Sobre a tarefa:
Copie sem nenhuma alteração as linhas abaixo, do início até a linha com "<point>319,531</point>", incluindo essa última.

======== Material do exercício ========

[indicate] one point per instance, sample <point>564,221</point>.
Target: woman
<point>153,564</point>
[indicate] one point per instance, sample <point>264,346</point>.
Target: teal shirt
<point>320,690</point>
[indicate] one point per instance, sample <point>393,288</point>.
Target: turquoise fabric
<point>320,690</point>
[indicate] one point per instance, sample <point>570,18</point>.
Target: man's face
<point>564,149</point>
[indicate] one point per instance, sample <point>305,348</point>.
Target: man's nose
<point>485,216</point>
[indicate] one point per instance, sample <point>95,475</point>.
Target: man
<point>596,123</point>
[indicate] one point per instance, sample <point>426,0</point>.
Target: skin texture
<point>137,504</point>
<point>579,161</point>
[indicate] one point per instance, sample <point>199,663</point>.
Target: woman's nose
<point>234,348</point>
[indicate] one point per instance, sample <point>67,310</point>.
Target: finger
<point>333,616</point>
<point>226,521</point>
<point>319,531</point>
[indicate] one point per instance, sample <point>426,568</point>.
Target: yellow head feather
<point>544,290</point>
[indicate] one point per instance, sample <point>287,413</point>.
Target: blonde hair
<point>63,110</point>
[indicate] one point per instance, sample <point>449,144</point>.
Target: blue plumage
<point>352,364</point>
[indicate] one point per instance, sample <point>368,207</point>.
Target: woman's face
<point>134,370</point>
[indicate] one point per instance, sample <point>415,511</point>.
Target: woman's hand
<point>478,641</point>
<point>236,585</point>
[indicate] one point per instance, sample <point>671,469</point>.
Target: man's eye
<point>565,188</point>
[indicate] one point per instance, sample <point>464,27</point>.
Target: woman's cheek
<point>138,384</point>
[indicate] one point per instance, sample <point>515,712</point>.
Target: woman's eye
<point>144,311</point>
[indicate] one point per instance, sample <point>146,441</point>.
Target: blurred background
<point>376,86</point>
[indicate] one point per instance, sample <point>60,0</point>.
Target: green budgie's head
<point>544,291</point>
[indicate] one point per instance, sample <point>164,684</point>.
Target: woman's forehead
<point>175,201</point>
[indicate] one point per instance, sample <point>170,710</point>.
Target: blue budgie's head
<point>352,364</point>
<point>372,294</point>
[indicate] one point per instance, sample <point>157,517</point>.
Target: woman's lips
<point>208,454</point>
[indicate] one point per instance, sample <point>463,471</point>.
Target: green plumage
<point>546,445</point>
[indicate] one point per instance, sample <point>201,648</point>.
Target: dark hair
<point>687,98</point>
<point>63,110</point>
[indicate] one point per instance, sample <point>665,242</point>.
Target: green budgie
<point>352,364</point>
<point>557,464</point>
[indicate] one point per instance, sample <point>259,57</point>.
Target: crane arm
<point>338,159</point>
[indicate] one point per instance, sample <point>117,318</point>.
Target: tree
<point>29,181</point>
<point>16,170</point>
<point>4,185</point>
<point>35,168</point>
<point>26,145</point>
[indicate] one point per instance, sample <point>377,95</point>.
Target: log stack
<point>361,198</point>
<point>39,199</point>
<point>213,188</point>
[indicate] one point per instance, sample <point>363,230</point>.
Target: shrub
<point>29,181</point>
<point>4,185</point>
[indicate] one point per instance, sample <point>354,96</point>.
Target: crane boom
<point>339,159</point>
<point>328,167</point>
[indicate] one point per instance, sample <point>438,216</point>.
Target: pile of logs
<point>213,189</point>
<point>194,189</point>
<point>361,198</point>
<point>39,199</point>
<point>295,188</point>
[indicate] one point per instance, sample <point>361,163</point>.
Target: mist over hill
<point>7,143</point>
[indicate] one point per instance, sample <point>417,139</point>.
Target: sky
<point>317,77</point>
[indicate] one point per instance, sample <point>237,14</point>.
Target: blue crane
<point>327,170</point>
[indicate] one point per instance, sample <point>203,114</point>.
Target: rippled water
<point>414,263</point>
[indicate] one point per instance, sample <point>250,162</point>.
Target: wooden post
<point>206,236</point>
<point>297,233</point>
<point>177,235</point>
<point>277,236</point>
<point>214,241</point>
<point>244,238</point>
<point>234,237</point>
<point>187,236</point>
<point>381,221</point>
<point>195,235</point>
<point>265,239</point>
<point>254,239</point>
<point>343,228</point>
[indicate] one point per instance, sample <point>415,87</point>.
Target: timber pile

========

Resposta:
[indicate] one point per instance, sample <point>564,221</point>.
Target: woman
<point>153,564</point>
[indicate] one point per instance, sample <point>264,346</point>.
Target: teal shirt
<point>320,690</point>
[indicate] one point per instance, sample <point>393,288</point>.
Target: turquoise fabric
<point>320,690</point>
[indicate] one point per instance, sample <point>570,18</point>.
Target: man's face
<point>564,149</point>
[indicate] one point per instance, sample <point>305,348</point>.
Target: man's nose
<point>485,216</point>
[indicate] one point per instance, sample <point>95,475</point>.
Target: man
<point>596,123</point>
[indicate] one point per instance, sample <point>426,0</point>.
Target: skin texture
<point>137,504</point>
<point>579,161</point>
[indicate] one point per instance, sample <point>199,663</point>.
Target: woman's nose
<point>234,348</point>
[indicate] one point per instance, sample <point>67,310</point>.
Target: finger
<point>333,616</point>
<point>226,521</point>
<point>319,531</point>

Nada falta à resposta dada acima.